Work task: The line containing "target | white tail feather" marks the end: quote every line from the start of the records below through it, word for word.

Supplied records:
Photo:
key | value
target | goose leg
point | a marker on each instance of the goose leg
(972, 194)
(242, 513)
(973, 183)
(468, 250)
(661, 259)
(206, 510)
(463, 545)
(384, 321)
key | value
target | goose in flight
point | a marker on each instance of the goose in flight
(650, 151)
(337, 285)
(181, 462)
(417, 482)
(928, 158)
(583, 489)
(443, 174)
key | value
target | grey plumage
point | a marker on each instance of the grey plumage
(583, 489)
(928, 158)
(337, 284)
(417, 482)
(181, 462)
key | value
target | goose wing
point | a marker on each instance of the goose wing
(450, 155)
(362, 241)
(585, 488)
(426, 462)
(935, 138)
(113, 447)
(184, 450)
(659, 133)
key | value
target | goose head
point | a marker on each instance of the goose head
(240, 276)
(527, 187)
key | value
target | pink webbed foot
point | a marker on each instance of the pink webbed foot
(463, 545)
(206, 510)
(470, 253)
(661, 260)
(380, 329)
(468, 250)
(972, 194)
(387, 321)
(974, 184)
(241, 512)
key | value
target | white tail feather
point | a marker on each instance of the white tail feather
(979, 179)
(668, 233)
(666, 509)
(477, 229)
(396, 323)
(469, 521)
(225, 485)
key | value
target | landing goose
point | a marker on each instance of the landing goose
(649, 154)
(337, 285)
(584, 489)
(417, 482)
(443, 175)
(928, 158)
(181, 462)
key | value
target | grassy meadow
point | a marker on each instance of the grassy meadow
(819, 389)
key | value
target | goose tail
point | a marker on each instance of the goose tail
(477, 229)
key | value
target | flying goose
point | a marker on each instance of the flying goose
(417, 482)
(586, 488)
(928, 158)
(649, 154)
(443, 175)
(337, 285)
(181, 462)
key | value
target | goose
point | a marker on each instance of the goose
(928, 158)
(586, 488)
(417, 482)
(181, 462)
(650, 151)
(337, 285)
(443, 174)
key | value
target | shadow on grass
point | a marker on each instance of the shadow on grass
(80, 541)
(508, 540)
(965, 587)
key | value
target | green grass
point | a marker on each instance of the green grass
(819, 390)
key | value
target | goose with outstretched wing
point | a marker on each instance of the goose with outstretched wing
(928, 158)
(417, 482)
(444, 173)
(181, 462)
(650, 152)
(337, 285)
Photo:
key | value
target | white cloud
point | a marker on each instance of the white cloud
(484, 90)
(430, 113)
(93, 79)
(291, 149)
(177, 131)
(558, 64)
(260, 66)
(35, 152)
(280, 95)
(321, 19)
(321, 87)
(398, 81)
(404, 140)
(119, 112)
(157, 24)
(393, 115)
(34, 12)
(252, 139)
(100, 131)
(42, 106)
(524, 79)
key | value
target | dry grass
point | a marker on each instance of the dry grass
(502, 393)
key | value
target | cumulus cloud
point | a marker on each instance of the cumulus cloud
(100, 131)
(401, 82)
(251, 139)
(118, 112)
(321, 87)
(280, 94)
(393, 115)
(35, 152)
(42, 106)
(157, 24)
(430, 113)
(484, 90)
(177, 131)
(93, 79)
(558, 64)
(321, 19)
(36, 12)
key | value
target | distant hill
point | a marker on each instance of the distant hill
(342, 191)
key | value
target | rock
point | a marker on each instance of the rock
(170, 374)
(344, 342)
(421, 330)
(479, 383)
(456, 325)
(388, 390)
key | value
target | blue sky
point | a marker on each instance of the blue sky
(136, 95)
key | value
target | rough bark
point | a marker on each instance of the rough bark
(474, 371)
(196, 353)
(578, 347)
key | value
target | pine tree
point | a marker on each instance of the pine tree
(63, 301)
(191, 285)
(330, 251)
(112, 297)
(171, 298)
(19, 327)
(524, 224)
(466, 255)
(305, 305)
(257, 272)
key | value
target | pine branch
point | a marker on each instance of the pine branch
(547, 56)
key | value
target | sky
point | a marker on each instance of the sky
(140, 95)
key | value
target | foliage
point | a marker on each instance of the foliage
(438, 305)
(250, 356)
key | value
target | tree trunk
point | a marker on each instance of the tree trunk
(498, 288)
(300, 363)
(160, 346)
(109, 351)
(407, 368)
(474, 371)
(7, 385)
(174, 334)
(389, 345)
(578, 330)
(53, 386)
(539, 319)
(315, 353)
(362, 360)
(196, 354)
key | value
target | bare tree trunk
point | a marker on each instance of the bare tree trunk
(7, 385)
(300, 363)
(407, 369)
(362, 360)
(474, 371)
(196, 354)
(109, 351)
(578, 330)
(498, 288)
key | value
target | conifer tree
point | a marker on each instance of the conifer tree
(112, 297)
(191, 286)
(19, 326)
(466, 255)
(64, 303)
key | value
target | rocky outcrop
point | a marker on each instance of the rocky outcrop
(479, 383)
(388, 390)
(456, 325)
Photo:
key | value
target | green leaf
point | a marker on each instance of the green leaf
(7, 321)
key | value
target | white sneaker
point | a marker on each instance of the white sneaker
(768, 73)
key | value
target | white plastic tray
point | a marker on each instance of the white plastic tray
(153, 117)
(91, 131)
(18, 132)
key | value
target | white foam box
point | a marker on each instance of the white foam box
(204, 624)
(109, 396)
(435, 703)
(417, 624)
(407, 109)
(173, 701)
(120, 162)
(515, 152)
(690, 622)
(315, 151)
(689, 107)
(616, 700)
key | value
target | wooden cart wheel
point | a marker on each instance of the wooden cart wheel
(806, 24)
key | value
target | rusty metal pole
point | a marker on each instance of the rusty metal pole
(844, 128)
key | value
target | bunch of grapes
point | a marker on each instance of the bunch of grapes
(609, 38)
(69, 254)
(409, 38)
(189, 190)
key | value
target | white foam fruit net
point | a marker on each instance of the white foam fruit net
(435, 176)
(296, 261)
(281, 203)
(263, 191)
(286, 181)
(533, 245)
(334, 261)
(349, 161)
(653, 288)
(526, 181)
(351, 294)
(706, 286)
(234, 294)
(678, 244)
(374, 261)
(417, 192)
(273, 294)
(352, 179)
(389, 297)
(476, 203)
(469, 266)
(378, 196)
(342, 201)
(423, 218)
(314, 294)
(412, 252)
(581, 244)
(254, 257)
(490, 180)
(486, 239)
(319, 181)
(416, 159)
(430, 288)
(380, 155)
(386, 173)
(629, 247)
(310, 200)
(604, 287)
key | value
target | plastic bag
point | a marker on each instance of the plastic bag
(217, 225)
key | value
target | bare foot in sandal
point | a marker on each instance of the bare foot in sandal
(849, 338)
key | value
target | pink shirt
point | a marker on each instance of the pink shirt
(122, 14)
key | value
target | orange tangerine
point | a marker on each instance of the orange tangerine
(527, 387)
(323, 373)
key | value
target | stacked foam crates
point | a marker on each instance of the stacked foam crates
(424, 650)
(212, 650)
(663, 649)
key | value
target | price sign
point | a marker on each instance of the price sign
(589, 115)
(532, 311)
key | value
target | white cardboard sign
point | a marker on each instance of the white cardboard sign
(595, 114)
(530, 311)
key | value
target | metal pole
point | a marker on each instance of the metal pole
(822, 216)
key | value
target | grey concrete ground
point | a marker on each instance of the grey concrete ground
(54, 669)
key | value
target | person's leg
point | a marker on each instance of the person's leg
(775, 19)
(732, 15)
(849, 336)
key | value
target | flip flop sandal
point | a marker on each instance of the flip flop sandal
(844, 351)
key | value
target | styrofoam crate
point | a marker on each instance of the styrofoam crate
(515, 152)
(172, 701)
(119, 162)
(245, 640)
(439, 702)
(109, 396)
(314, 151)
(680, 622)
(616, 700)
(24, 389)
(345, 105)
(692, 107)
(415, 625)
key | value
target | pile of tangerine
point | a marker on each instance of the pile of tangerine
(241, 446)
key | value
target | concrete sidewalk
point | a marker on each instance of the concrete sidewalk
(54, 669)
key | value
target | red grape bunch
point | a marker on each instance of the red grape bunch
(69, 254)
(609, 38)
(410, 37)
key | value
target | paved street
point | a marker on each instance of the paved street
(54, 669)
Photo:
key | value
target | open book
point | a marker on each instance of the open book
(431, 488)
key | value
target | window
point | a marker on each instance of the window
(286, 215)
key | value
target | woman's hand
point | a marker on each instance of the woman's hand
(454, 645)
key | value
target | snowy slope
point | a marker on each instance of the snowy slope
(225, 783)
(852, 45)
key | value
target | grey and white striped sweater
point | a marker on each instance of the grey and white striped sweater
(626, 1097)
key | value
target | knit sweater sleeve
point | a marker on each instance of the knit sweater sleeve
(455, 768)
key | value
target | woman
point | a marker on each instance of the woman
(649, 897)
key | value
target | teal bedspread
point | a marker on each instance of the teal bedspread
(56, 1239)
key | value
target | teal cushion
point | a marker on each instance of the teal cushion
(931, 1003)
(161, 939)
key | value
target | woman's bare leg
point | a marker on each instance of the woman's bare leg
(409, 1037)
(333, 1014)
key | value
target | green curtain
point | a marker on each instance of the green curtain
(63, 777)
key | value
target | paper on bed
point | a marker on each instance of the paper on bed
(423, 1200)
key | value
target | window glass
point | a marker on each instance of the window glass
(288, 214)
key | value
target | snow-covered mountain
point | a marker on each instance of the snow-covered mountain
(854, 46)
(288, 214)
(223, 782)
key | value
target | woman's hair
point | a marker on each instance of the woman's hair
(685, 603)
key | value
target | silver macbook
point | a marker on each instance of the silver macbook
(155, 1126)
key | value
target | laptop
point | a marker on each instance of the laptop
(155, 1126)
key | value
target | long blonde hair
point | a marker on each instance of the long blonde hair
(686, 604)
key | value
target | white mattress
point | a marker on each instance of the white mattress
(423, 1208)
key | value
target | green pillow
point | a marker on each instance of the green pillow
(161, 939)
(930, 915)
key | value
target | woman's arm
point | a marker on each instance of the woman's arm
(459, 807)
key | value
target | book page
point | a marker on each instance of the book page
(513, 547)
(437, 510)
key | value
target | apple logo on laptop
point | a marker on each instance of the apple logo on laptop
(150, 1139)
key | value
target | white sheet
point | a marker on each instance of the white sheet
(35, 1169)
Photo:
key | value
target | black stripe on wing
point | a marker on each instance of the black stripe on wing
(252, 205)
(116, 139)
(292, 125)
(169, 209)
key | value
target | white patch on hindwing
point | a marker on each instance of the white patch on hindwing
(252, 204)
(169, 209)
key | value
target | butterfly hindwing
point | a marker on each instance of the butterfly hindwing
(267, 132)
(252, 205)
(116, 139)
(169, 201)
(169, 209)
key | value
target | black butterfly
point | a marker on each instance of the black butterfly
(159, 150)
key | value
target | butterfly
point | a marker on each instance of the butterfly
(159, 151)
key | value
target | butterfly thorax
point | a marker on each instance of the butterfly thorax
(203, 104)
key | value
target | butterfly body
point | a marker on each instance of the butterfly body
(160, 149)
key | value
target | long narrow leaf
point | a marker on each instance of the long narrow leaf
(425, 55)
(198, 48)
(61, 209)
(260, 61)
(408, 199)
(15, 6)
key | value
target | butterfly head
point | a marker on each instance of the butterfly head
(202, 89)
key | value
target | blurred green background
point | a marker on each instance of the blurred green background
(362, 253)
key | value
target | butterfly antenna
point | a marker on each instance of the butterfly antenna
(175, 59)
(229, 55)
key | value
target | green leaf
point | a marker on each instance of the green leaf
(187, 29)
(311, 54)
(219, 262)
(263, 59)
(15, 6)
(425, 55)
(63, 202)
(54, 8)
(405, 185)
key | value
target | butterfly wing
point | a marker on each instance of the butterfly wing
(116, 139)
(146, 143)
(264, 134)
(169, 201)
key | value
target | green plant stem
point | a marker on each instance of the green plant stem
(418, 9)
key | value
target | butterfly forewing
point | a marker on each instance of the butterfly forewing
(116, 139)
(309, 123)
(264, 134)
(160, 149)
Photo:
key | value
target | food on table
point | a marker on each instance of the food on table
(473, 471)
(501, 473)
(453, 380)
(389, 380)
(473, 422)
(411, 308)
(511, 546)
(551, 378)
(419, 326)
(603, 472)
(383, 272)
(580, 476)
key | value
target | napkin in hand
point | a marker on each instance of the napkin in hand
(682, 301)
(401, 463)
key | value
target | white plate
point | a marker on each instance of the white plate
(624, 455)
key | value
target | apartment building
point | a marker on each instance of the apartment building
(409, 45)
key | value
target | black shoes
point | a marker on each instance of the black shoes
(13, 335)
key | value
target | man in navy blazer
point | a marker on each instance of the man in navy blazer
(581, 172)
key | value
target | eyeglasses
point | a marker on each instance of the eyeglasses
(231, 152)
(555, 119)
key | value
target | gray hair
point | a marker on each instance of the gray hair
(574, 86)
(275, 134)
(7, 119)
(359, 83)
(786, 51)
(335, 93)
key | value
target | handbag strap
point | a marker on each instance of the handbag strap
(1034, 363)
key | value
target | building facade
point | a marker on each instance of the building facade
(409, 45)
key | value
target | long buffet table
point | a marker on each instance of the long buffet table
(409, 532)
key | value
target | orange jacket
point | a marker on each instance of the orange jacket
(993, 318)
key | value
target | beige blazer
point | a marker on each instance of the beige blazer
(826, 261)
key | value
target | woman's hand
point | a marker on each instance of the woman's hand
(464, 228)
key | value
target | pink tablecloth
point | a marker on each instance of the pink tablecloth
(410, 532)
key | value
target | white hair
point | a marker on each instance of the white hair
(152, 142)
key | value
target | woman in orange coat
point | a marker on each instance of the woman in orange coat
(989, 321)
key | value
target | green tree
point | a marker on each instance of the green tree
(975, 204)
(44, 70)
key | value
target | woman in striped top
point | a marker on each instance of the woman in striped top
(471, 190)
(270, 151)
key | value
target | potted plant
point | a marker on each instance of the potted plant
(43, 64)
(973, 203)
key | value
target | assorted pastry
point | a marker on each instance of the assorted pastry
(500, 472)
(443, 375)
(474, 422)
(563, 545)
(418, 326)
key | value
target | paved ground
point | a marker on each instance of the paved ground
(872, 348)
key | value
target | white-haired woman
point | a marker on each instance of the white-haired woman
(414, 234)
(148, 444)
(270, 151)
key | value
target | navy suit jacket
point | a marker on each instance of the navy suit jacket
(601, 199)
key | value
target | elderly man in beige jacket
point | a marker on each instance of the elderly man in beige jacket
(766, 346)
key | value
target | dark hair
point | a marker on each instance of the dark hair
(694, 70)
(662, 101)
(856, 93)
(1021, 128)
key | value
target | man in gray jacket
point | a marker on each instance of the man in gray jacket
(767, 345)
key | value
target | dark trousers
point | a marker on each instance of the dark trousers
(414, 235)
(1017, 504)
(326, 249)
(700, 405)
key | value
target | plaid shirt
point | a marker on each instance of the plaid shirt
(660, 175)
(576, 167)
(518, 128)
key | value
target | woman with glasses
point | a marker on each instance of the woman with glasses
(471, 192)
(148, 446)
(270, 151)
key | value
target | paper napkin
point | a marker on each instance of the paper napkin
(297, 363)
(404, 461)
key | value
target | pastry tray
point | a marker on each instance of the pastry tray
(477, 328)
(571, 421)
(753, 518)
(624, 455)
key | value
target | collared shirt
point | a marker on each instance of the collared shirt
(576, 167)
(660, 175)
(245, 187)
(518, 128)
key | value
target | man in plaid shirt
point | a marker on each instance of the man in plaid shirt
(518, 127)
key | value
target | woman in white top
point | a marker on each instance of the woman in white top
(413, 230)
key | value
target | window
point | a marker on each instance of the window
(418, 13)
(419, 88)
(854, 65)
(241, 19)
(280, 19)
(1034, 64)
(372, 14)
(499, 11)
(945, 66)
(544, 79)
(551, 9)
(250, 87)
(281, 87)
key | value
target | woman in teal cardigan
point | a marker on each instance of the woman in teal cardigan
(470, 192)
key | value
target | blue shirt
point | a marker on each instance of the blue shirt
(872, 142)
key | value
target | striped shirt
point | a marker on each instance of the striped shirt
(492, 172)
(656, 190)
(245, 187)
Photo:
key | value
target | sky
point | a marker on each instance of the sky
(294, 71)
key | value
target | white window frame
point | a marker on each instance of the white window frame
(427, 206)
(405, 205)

Expected answer:
Photo:
key | value
target | goose leg
point | a marker on each instance of the goose leg
(972, 194)
(242, 513)
(973, 183)
(468, 250)
(661, 259)
(206, 510)
(463, 545)
(384, 321)
key | value
target | goose in flight
point | a marker on each instance of the goose in flight
(650, 151)
(337, 285)
(181, 462)
(417, 482)
(928, 158)
(583, 489)
(443, 174)
key | value
target | grey plumage
point | a marker on each instance of the grey plumage
(583, 489)
(928, 158)
(337, 284)
(417, 482)
(181, 462)
key | value
target | goose wing
point | a marker on each instance of the goose wing
(450, 155)
(362, 241)
(585, 488)
(426, 462)
(935, 138)
(113, 447)
(184, 450)
(659, 133)
key | value
target | goose head
point | a marker on each instance of the goose head
(240, 276)
(527, 187)
key | value
target | pink webbed foot
point | a marker on each instance of the pink webbed foot
(463, 545)
(206, 510)
(470, 253)
(661, 260)
(380, 329)
(468, 250)
(972, 194)
(387, 321)
(974, 184)
(241, 512)
key | value
target | white tail feather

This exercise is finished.